**SUPPLIED INFORMATION:**
--- --- ---

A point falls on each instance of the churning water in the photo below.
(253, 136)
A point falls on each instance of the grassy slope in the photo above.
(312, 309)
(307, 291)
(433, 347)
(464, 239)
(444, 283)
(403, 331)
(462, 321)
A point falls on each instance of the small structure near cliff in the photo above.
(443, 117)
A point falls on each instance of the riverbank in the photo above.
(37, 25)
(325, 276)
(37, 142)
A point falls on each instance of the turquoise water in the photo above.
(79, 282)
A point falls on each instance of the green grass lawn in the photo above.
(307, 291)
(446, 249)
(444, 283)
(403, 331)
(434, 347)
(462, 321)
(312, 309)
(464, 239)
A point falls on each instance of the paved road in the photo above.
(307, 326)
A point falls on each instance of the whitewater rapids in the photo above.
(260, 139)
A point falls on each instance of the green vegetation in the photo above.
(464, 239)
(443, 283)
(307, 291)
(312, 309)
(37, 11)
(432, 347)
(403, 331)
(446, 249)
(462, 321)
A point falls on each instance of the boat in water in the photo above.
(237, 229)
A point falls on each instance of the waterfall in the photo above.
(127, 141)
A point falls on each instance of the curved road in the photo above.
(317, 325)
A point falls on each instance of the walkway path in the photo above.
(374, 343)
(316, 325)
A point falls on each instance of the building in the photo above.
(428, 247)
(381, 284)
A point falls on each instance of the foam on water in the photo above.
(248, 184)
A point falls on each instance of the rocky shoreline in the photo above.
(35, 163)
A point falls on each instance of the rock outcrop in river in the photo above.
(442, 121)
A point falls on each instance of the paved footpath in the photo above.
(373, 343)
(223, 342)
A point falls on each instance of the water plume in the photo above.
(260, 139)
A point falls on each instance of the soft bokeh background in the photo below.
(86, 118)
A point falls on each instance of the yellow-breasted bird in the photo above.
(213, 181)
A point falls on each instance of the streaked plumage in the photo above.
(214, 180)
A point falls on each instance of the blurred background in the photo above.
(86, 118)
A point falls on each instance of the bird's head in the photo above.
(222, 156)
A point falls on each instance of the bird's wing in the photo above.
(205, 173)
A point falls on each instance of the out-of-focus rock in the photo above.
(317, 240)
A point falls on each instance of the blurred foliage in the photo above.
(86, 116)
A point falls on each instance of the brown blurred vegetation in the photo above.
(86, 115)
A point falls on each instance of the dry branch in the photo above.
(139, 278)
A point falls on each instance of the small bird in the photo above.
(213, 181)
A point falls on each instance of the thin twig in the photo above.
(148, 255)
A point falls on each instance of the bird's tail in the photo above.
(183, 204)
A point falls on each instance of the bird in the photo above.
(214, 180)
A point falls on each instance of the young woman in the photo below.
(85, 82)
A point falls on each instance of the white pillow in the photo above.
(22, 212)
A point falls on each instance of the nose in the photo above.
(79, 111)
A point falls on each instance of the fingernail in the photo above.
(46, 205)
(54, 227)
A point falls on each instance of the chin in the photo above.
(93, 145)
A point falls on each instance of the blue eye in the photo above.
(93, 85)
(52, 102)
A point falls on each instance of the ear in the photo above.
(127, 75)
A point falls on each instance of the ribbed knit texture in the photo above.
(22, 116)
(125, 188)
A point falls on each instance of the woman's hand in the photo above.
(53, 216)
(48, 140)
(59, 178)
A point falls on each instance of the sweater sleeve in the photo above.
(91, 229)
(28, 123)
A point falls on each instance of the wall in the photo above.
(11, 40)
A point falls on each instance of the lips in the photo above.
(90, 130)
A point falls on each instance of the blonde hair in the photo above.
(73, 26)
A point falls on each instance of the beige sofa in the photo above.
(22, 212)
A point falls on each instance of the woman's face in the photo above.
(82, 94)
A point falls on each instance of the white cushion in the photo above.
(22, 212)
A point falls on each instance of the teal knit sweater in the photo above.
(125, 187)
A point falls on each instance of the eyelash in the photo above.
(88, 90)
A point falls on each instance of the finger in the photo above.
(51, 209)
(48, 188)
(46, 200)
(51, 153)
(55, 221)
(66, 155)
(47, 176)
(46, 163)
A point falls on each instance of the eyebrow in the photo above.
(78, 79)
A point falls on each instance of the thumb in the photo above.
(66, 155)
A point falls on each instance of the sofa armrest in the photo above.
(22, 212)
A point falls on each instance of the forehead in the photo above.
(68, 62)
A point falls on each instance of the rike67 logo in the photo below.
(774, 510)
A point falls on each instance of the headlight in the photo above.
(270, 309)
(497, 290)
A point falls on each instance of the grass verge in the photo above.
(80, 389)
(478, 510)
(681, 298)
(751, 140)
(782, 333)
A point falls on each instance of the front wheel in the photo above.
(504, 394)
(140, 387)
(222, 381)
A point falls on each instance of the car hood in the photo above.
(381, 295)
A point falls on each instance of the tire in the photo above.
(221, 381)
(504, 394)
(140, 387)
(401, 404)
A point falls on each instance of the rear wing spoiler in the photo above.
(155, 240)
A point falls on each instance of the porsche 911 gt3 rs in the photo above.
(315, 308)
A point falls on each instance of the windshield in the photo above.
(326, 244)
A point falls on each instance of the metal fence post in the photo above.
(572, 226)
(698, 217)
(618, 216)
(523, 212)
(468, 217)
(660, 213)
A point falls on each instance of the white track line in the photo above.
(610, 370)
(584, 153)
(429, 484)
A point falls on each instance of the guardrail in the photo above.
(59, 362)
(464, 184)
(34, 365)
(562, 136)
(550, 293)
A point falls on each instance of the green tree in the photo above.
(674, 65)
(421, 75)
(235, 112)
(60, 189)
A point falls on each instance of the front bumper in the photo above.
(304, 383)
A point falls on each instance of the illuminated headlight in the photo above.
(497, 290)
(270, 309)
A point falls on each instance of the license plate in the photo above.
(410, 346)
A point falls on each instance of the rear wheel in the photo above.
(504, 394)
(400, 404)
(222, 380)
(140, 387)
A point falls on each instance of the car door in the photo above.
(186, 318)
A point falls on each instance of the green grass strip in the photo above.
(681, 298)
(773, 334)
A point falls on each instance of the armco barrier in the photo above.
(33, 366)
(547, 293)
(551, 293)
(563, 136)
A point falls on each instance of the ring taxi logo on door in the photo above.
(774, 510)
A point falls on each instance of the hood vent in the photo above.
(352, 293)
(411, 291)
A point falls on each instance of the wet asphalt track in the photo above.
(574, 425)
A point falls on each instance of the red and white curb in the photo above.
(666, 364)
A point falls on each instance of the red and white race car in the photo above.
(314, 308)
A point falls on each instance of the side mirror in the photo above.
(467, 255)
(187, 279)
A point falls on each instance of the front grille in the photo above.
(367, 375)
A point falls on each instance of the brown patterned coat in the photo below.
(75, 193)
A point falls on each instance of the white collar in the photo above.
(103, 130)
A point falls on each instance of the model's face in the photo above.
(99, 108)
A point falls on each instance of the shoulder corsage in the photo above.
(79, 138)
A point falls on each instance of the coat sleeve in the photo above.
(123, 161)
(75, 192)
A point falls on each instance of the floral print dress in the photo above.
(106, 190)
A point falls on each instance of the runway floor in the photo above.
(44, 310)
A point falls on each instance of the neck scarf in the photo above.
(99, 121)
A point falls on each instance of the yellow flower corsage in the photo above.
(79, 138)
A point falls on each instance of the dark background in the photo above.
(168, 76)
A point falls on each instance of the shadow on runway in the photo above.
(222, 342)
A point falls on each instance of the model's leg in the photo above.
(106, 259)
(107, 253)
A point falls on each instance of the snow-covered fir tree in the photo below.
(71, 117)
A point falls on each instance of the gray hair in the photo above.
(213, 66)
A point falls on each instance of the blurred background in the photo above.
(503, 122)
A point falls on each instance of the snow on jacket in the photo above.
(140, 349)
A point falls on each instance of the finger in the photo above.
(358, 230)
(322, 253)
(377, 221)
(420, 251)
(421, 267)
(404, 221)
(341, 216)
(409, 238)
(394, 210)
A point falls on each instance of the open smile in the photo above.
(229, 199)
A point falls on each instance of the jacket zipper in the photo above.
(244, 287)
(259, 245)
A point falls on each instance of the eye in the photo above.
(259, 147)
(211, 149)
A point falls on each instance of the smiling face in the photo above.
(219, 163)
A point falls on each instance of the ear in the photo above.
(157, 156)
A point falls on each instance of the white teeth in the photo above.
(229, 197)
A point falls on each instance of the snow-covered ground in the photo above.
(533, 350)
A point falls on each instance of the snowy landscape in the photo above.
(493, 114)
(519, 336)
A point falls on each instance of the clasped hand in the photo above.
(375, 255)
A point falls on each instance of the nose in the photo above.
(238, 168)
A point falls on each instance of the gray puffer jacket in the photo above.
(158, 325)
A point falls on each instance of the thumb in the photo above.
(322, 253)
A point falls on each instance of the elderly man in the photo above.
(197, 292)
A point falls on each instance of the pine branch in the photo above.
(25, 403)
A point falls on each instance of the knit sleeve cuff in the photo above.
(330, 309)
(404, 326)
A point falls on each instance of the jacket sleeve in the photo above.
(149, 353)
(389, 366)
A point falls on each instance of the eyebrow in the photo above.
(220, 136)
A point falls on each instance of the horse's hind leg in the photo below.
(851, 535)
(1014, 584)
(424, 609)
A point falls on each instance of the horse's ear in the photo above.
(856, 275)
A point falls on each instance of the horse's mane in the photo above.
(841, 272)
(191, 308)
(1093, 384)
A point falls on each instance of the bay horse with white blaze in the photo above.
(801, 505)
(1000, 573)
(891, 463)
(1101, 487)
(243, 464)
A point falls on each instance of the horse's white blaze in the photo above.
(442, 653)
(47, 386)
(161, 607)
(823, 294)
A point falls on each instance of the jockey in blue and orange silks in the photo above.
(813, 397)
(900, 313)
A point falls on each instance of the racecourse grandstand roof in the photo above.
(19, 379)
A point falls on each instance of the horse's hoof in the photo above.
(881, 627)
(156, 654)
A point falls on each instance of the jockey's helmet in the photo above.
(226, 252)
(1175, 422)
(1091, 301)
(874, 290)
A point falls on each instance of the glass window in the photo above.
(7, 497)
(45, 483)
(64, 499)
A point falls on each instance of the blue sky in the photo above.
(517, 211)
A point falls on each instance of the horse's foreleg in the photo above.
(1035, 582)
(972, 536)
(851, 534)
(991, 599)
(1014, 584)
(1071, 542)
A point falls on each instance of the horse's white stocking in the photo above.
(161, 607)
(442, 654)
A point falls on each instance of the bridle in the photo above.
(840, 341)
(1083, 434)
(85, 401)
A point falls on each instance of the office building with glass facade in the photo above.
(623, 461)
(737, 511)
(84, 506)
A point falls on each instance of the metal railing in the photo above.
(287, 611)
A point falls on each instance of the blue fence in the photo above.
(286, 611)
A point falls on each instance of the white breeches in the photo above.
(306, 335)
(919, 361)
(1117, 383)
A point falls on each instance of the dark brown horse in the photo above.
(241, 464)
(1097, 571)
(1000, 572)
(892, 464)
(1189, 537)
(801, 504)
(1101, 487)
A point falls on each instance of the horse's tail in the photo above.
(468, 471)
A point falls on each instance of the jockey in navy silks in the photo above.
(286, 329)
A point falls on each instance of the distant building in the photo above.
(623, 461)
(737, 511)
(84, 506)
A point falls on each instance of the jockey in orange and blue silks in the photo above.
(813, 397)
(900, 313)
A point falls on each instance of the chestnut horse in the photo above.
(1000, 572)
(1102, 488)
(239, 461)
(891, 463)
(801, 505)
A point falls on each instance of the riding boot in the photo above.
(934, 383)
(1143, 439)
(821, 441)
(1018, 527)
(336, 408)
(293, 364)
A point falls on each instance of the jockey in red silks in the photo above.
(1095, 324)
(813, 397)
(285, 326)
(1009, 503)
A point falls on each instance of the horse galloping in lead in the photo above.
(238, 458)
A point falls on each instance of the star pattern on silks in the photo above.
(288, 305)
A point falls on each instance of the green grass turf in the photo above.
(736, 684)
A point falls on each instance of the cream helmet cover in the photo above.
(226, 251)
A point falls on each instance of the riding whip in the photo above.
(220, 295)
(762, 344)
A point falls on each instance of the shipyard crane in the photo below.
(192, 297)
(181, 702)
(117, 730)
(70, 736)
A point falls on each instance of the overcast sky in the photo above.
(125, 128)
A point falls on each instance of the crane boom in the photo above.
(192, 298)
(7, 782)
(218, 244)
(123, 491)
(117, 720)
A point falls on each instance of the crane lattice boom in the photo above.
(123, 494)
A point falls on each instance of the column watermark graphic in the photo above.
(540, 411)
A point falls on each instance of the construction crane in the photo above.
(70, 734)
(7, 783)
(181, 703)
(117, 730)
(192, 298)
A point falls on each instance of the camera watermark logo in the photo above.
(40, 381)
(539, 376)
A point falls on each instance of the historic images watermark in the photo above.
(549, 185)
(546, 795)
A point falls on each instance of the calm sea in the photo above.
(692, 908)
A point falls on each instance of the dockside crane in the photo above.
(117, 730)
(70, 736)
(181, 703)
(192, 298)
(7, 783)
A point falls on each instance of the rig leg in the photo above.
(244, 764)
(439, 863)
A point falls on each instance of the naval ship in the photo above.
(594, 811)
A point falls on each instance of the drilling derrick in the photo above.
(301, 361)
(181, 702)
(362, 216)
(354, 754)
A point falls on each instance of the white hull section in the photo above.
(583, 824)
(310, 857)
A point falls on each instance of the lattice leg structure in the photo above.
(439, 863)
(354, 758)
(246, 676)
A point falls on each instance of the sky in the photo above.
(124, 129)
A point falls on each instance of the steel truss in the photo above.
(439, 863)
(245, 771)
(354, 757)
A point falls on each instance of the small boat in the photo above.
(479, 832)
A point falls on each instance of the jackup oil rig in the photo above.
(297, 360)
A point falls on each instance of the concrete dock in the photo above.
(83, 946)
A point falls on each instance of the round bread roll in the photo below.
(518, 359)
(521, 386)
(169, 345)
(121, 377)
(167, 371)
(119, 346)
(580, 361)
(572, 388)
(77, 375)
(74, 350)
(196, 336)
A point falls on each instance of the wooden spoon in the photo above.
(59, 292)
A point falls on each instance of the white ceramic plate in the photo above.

--- --- ---

**EXERCISE GOAL:** Only the lines from the one holding "A point falls on each instance of the column" through the end of the listing should be given again, exactly and with both ends included.

**WORKED ANSWER:**
A point falls on each instance of the column watermark graphic in the photo above.
(540, 411)
A point falls on each instance of the construction crane in the photo above.
(70, 734)
(7, 783)
(181, 703)
(117, 730)
(192, 298)
A point falls on each instance of the camera watermark logo in the photo above.
(40, 381)
(539, 376)
A point falls on each instance of the historic images watermark in the photo above.
(549, 185)
(546, 795)
A point falls on each instance of the calm sea in the photo above.
(692, 908)
A point falls on each instance of the dockside crane in the photo above.
(117, 730)
(70, 736)
(181, 703)
(192, 298)
(7, 783)
A point falls on each instance of the rig leg in the photo above.
(244, 764)
(439, 863)
A point falls on each instance of the naval ship in the photo above.
(594, 811)
A point falls on each instance of the drilling derrick in the photo above.
(301, 361)
(181, 702)
(362, 216)
(354, 754)
A point falls on each instance of the white hull section in the photo above.
(583, 824)
(310, 857)
A point falls on each instance of the lattice leg structure in the photo above.
(439, 863)
(354, 758)
(246, 676)
A point falls on each instance of the sky in the photo above.
(124, 129)
A point falls on each instance of the steel truss in the photo above.
(439, 863)
(245, 771)
(354, 757)
A point falls on each instance of the small boat in the photo above.
(479, 832)
A point falls on each instance of the jackup oil rig in the photo above.
(297, 360)
A point falls on each instance of the concrete dock in the photo above.
(83, 946)
A point falls on each instance of the round bread roll in the photo below.
(518, 359)
(521, 386)
(169, 345)
(121, 377)
(167, 371)
(119, 346)
(580, 361)
(572, 388)
(77, 375)
(74, 350)
(196, 336)
A point falls on each instance of the wooden spoon in the photo above.
(59, 292)
A point falls on each instance of the white ceramic plate in the photo above.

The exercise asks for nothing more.